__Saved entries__
══════════════════════════════

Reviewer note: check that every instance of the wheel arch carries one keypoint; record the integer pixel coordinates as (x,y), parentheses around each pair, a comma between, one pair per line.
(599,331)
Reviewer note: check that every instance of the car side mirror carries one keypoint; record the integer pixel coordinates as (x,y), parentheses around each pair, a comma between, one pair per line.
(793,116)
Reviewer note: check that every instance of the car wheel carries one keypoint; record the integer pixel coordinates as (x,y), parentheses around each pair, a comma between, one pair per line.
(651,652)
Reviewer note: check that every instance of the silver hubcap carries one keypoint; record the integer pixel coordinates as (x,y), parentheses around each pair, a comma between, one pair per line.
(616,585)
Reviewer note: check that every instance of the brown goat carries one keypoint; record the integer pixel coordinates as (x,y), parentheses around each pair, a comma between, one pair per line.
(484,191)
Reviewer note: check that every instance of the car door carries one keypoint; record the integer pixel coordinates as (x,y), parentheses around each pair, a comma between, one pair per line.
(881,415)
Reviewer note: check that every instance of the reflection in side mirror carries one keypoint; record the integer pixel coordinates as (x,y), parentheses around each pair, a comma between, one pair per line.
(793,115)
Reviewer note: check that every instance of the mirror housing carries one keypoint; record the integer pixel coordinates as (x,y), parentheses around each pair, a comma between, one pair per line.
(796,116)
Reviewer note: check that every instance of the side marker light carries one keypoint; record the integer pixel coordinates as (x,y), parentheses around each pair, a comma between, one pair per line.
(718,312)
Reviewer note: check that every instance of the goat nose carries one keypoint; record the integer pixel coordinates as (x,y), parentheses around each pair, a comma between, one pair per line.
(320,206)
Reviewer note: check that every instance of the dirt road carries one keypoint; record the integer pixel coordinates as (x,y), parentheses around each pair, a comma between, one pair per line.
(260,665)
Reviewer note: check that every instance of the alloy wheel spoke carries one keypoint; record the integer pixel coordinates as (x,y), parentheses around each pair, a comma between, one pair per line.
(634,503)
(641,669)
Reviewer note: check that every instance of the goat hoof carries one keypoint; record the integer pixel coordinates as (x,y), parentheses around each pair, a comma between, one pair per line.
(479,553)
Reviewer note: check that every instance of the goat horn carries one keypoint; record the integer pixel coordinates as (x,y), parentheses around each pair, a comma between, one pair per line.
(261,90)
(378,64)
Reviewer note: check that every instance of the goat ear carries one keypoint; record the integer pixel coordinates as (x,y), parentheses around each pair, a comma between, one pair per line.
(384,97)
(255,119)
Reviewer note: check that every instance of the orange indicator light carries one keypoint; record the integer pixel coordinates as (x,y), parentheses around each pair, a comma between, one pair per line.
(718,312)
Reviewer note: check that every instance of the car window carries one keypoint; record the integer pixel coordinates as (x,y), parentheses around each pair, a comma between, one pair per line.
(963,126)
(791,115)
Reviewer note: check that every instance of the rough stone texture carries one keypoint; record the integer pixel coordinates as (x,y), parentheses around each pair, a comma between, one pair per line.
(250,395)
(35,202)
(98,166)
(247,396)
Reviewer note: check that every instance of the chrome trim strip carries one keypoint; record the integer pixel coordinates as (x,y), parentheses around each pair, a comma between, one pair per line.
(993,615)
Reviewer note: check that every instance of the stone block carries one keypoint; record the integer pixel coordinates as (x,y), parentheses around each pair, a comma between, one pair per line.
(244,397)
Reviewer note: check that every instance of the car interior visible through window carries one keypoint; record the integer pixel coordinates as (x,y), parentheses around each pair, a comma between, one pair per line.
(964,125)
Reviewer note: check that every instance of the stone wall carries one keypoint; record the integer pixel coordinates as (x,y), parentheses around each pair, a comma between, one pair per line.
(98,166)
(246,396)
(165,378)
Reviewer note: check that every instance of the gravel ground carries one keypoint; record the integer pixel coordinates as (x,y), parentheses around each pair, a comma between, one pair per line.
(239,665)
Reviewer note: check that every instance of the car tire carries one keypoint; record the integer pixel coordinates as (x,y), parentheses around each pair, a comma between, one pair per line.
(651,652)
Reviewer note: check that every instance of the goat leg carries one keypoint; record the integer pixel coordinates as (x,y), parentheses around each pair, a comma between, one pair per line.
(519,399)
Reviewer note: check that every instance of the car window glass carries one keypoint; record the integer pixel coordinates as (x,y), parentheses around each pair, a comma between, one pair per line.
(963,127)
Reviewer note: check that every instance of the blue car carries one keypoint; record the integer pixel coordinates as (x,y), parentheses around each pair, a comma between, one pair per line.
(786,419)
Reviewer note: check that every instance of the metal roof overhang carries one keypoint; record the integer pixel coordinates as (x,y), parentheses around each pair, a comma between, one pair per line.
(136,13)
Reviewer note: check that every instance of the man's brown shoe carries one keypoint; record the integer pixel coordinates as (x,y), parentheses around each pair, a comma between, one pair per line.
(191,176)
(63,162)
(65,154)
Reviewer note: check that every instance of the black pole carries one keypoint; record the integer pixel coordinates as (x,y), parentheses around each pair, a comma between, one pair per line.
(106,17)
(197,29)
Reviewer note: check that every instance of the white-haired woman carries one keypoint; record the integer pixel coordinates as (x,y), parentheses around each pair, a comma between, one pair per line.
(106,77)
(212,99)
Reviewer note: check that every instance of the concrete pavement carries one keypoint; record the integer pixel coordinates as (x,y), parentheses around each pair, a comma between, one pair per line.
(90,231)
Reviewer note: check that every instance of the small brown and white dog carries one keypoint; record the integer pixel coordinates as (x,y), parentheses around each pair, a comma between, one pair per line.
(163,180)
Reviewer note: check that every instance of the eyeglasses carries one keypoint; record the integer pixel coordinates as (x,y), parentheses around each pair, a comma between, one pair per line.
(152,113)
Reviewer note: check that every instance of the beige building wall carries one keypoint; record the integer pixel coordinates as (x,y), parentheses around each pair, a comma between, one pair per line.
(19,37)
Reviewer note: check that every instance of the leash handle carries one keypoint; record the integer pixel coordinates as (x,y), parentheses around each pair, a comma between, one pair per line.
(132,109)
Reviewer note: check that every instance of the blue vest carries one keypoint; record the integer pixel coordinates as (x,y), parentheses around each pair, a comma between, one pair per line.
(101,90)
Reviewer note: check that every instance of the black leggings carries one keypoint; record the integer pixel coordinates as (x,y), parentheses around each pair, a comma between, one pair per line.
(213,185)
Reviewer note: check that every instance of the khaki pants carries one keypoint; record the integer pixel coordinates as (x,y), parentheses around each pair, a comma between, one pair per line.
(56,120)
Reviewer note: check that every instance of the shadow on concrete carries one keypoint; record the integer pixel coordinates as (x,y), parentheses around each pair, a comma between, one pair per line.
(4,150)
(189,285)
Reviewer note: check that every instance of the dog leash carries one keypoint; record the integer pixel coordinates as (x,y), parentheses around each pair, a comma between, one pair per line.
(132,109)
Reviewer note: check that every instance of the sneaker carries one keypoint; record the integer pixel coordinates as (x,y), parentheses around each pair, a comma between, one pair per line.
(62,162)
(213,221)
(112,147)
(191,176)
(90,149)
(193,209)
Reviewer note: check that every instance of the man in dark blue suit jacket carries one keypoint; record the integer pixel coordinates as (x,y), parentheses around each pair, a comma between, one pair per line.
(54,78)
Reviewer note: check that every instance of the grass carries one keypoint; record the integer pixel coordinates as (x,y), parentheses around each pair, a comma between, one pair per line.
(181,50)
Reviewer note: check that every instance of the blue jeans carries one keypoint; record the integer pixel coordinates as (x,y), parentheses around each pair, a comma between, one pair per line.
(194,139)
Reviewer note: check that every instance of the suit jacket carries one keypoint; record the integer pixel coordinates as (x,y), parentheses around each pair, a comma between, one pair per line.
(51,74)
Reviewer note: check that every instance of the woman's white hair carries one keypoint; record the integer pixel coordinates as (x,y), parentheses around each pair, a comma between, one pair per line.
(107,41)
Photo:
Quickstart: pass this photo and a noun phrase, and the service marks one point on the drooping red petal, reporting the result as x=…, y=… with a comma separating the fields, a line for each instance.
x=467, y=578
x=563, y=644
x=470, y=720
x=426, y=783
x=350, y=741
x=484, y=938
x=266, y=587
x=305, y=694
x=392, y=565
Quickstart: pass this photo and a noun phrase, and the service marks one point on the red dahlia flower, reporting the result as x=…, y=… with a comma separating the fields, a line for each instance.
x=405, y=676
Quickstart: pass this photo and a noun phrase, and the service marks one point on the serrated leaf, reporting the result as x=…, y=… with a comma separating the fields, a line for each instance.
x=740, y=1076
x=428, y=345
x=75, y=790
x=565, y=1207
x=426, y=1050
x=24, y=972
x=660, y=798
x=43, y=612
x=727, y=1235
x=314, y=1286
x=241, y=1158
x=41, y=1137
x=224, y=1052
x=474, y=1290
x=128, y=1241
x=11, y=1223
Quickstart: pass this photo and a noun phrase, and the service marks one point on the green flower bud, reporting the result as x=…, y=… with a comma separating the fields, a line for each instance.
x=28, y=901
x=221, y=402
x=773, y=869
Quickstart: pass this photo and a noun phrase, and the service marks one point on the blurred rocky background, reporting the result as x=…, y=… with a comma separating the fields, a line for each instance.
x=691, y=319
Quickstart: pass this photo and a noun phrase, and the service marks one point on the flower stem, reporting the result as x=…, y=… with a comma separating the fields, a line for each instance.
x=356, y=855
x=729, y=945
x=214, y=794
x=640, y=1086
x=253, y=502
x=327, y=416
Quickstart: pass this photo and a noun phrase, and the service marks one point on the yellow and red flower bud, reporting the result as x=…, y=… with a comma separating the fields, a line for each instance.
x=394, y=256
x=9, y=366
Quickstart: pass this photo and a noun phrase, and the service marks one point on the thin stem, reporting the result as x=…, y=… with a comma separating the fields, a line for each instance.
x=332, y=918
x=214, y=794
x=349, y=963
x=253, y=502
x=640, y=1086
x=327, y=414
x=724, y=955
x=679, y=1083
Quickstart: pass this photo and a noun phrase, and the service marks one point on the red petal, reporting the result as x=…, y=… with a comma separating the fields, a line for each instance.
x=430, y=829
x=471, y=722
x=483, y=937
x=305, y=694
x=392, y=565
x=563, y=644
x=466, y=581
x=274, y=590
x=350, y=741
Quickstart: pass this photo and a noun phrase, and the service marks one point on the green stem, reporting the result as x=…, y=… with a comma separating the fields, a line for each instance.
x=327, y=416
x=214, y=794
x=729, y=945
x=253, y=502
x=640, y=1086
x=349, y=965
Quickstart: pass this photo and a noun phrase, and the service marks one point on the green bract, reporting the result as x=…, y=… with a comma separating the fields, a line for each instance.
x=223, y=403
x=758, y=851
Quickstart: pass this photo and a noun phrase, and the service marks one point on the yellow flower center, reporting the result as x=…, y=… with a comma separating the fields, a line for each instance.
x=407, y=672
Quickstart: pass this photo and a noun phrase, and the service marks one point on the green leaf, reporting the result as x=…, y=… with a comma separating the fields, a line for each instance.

══════════════════════════════

__Task statement__
The line containing "green bract, reporting" and every line after it, up to and including the last line of the records, should be reproduced exactly, with nothing else.

__Answer__
Quickstart: pass this photo and a noun phrase, and the service marks one point on the green bract, reporting the result as x=…, y=… with a comma separating the fields, a line for each instance.
x=223, y=403
x=758, y=851
Quickstart: pass this photo and a noun phrase, and the service marks one point on the yellow flower center, reporting the result as x=…, y=… with a comma separating the fields, a line for each instance.
x=407, y=672
Quickstart: pass this photo and a noun phrase, and the service marks one point on the green leaf, reporting the result as x=…, y=… with a comma separating the fields, a line for each instance.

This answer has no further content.